What can we learn from Java HelloWorld?

This is the program every Java programmer knows. It is simple, but a simple start can lead to deep understanding of more complex concepts. In this post I will explore what can be learned from this simple program. Please leave your comments if hello world means more to you.

HelloWorld.java

 
public class HelloWorld {
	/**
	 * @param args
	 */
	public static void main(String[] args) {
		// TODO Auto-generated method stub
		System.out.println("Hello World");
	}
}

1. Why everything starts with a class?

Java programs are built from classes, every method and field has to be in a class. This is due to its object-oriented feature: everything is an object which is an instance of a class. Object-oriented programming languages have a lot of advantages over functional programming languages such as better modularity, extensibility, etc.

2. Why there is always a “main” method?

The “main” method is the program entrance and it is static. “static” means that the method is part of its class, not part of objects.

Why is that? Why don’t we put a non-static method as program entrance?

If a method is not static, then an object needs to be created first to use the method. Because the method has to be invoked on an object. For the entrance purpose, this is not realistic. We can not get an egg without a chicken. Therefore, program entrance method is static.

The parameter “String[] args” indicates that an array of strings can be sent to the program to help with program initialization.

### Source material
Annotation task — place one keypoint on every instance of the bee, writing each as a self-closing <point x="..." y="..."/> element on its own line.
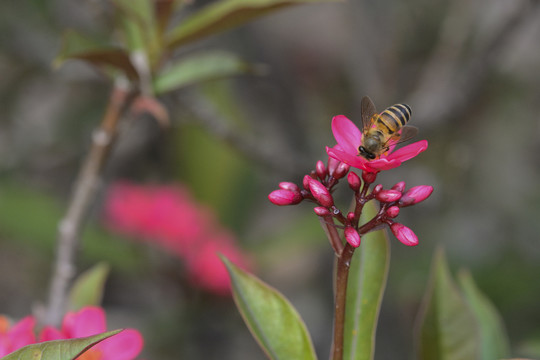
<point x="380" y="131"/>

### What the exercise asks
From the Java HelloWorld article above, pull out the passage between "Why is that?" and "with program initialization.", inclusive, word for word.

### Expected answer
Why is that? Why don’t we put a non-static method as program entrance?

If a method is not static, then an object needs to be created first to use the method. Because the method has to be invoked on an object. For the entrance purpose, this is not realistic. We can not get an egg without a chicken. Therefore, program entrance method is static.

The parameter “String[] args” indicates that an array of strings can be sent to the program to help with program initialization.